- [Exercise instructions]:
Please return each line of the material below that contains the word "water", copied unchanged and in its original order.
**** Records to process
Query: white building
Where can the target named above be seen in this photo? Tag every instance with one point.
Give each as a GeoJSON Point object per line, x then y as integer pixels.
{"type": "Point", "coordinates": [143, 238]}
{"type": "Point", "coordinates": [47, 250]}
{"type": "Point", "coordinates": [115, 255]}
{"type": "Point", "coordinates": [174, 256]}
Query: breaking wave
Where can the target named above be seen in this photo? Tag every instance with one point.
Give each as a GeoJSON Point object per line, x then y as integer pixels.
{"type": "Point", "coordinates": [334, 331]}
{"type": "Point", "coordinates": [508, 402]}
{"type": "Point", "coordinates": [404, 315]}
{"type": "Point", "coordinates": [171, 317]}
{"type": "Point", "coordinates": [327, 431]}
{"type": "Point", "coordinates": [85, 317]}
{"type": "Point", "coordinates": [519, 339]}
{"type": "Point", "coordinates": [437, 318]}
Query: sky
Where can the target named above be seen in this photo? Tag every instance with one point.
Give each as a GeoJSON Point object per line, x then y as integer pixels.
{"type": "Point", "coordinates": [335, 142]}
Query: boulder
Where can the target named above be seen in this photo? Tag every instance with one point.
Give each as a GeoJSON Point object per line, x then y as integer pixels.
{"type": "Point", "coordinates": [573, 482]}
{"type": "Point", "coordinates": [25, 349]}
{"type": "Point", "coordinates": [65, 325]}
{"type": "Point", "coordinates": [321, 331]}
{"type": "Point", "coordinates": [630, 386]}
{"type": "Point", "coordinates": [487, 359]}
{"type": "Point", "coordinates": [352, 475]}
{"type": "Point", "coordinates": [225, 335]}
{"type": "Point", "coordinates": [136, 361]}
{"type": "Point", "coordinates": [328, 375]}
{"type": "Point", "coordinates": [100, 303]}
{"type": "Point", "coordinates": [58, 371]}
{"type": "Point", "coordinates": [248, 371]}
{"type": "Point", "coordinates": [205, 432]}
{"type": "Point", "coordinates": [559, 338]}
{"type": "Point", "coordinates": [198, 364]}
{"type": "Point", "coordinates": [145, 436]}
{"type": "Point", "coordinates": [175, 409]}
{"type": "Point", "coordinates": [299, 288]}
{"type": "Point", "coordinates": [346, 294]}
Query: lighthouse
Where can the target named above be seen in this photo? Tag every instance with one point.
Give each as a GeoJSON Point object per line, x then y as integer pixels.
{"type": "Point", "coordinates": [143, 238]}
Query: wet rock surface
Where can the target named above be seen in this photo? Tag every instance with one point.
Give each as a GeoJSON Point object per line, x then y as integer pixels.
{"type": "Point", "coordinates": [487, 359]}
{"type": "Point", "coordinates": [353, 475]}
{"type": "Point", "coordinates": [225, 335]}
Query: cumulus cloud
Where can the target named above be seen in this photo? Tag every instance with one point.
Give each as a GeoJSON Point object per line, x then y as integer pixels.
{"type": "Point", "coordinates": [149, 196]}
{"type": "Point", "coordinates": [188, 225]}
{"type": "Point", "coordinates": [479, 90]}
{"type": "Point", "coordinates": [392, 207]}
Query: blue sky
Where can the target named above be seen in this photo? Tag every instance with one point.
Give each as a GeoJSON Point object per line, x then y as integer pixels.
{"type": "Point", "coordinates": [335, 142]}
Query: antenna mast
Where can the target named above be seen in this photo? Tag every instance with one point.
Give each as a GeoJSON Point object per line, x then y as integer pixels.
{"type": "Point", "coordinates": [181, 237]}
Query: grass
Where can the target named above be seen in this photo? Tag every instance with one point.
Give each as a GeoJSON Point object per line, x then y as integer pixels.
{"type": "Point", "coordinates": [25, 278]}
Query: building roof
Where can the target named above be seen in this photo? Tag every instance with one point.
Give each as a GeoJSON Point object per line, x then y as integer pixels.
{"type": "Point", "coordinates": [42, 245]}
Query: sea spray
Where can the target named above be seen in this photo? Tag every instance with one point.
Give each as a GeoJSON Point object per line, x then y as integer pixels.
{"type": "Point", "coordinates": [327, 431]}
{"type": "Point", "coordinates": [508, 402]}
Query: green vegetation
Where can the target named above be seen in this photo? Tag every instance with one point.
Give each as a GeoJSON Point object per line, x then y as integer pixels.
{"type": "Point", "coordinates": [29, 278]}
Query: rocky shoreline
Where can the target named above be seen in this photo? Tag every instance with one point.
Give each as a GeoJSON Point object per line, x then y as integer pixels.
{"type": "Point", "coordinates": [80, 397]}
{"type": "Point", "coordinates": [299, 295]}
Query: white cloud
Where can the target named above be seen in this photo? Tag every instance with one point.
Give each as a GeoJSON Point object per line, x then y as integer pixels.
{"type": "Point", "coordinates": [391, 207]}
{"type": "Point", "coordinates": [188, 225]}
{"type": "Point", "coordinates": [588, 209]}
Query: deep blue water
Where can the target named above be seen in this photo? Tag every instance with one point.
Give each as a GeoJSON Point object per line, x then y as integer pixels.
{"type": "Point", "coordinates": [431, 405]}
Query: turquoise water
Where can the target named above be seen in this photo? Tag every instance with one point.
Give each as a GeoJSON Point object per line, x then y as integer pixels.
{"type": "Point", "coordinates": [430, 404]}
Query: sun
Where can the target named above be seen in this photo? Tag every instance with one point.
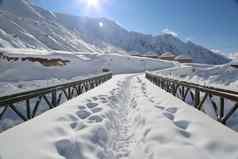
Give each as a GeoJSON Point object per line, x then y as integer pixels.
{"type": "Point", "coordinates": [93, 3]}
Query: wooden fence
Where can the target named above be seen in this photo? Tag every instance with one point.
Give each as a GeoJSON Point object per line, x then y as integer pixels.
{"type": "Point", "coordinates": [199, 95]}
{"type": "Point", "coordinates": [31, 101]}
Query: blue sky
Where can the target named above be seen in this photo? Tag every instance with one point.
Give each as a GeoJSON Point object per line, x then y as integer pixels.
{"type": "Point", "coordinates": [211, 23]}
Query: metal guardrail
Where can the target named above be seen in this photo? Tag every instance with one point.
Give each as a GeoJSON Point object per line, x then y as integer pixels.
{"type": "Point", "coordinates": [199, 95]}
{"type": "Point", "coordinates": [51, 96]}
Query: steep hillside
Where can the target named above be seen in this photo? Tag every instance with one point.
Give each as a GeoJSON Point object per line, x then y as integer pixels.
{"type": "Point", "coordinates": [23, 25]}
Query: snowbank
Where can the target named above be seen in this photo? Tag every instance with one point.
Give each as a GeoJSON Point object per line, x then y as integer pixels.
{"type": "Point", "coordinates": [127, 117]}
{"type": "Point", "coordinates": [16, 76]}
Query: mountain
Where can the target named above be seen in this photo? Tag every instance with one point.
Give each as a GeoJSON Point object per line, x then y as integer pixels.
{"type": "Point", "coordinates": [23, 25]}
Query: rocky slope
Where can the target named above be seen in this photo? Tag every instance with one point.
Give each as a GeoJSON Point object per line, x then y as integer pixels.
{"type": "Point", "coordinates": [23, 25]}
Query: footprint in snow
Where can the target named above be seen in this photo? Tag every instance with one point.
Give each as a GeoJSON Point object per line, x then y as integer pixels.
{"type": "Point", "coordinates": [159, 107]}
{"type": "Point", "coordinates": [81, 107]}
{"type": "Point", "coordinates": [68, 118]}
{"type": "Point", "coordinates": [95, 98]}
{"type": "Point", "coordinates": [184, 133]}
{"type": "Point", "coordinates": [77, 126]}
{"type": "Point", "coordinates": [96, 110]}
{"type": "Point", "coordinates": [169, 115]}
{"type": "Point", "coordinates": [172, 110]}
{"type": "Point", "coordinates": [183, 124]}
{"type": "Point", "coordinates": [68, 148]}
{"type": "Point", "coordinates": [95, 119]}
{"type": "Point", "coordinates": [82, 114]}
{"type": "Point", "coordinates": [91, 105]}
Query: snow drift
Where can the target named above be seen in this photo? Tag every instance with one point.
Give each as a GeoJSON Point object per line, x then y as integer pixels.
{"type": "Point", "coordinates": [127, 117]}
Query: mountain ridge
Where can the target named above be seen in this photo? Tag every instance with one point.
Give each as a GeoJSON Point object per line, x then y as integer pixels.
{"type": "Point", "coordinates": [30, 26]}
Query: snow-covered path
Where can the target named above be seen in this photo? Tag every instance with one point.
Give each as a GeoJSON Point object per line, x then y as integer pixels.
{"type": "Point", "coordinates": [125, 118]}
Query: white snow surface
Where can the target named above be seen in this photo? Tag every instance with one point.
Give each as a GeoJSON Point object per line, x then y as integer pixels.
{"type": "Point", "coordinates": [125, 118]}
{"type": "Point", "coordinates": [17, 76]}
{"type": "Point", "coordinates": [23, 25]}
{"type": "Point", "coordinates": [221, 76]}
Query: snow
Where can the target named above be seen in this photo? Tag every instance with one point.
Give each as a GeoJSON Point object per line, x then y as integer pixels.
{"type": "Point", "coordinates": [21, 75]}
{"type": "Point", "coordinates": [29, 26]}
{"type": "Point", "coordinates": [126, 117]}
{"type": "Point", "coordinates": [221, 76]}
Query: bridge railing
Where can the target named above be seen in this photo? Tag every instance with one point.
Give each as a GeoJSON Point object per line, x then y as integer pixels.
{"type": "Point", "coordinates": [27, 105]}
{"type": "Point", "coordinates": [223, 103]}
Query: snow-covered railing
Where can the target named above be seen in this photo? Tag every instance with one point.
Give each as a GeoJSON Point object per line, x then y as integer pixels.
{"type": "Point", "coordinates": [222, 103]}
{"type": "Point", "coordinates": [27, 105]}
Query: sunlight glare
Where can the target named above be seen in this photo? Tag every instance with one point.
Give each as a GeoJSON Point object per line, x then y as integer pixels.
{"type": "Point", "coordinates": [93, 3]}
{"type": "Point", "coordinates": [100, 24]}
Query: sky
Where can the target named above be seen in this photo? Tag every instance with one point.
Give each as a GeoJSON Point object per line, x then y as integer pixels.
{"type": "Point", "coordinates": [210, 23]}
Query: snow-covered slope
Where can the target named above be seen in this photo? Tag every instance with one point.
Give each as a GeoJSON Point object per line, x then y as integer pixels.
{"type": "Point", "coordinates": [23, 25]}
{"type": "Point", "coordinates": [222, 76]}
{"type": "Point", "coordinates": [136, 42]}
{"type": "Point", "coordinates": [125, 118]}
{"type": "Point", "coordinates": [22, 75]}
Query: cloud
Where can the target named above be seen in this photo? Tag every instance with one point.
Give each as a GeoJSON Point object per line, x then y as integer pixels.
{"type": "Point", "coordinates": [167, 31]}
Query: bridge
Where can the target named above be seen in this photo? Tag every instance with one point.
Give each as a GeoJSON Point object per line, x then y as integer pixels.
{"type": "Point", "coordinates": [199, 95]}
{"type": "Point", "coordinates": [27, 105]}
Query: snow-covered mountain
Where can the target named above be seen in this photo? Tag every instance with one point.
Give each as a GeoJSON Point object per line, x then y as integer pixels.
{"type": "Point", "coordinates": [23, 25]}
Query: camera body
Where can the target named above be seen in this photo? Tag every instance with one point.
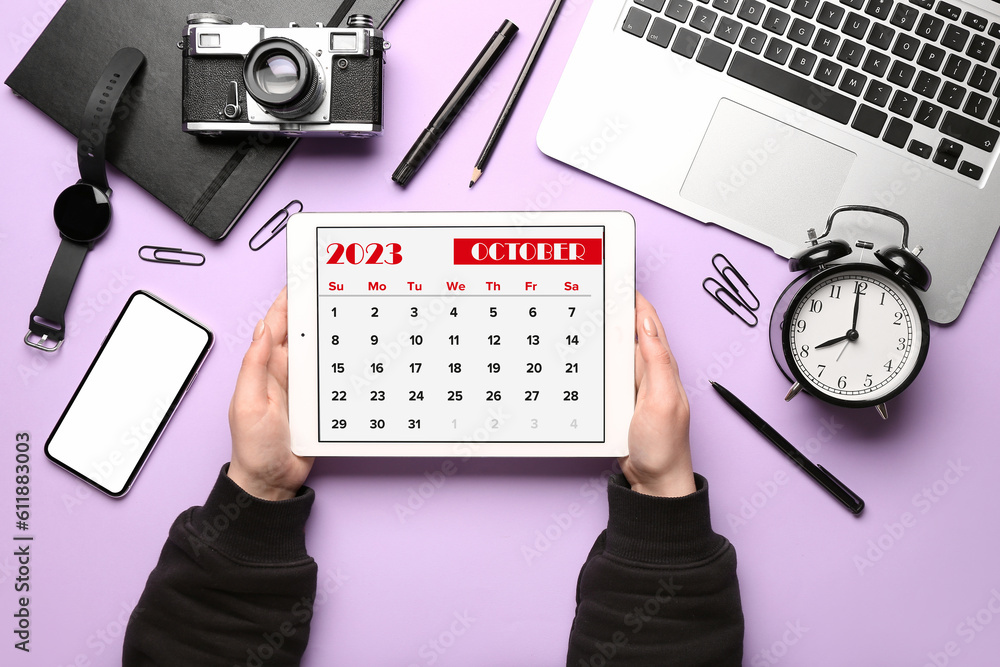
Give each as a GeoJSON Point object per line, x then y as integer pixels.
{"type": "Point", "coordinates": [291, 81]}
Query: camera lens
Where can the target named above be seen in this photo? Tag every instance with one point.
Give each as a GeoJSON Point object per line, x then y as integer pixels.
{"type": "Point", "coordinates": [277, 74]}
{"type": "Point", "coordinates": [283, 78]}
********
**** Records to process
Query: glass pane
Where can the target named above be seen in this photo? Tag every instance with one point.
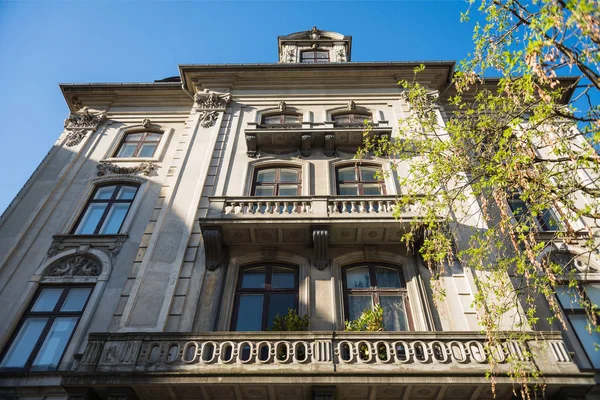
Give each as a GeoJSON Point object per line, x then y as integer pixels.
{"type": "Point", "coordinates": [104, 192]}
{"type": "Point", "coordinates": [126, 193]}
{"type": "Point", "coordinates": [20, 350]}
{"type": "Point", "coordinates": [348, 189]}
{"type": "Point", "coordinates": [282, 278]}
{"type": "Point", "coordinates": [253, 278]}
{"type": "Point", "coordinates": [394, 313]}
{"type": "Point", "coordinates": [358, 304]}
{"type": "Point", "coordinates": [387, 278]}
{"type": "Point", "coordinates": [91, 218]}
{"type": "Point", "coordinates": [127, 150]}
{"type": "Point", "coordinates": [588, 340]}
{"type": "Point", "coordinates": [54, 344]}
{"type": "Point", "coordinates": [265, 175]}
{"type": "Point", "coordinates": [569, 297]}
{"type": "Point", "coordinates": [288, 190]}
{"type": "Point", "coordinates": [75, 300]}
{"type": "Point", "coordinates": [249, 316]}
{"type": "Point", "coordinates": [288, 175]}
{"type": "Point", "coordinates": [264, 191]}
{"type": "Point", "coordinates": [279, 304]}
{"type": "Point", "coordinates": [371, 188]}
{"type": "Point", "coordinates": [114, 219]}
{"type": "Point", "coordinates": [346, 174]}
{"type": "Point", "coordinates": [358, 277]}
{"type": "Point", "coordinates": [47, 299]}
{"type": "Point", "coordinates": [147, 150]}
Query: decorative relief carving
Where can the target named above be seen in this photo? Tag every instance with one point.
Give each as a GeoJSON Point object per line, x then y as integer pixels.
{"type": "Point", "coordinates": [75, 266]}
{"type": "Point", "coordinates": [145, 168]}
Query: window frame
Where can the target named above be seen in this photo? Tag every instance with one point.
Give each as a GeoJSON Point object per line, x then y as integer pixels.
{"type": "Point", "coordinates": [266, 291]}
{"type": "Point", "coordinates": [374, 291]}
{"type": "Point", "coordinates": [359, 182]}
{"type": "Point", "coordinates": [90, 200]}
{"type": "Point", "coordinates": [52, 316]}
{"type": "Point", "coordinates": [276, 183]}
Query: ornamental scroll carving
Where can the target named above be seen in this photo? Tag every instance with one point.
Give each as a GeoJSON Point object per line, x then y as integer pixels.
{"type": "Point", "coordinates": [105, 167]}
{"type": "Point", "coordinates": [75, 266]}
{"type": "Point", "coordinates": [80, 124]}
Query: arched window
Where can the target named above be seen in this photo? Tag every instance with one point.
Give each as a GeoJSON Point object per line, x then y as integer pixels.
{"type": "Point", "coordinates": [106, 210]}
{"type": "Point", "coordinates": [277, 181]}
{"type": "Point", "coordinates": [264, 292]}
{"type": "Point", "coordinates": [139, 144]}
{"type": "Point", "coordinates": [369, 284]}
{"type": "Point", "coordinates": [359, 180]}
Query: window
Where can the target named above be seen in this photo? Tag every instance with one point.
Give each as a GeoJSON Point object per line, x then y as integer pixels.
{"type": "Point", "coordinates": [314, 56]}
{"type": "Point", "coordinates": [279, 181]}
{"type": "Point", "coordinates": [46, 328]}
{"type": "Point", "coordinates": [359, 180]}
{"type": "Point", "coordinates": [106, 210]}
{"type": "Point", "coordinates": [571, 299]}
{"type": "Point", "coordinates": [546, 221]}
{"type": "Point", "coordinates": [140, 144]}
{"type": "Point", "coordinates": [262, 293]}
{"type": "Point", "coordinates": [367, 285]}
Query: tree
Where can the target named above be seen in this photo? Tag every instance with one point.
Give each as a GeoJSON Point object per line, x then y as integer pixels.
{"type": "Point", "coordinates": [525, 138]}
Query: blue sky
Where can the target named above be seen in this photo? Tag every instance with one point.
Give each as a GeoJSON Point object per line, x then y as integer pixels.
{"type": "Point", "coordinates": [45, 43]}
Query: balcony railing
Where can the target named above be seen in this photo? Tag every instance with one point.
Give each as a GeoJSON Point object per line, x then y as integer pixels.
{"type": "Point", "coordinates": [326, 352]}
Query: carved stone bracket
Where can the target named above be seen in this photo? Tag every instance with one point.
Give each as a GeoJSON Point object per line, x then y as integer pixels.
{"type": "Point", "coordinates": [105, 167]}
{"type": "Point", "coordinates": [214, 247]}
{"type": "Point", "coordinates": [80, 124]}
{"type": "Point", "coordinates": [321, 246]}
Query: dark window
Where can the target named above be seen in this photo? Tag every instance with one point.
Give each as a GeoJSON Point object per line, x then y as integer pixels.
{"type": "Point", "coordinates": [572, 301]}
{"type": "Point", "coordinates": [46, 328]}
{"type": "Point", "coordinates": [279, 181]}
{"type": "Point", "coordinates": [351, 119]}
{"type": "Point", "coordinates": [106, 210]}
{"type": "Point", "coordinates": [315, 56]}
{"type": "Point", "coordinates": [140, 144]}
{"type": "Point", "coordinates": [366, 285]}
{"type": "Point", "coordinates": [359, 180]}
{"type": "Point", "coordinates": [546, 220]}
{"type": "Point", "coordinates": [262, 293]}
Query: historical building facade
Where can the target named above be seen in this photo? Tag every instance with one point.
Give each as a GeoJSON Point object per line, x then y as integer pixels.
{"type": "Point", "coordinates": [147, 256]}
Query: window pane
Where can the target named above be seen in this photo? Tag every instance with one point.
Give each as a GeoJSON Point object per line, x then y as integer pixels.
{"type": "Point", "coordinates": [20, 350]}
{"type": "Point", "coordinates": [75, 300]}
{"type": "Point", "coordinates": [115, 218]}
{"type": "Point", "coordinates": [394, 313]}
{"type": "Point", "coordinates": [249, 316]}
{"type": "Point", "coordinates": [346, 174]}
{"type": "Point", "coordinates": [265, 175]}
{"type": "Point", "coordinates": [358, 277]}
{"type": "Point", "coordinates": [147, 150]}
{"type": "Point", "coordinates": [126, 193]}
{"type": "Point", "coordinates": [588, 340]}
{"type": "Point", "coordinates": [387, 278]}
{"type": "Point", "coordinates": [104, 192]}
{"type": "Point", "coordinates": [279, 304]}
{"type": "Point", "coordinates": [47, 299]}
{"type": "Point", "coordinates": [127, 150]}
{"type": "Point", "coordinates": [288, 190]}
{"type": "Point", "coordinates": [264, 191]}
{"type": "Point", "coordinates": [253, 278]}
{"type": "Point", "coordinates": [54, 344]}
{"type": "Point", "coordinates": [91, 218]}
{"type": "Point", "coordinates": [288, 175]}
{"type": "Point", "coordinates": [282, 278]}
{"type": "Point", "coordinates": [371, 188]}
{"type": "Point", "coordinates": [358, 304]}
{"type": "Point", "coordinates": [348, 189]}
********
- [Solution for this exercise]:
Query: deep blue water
Query: turquoise water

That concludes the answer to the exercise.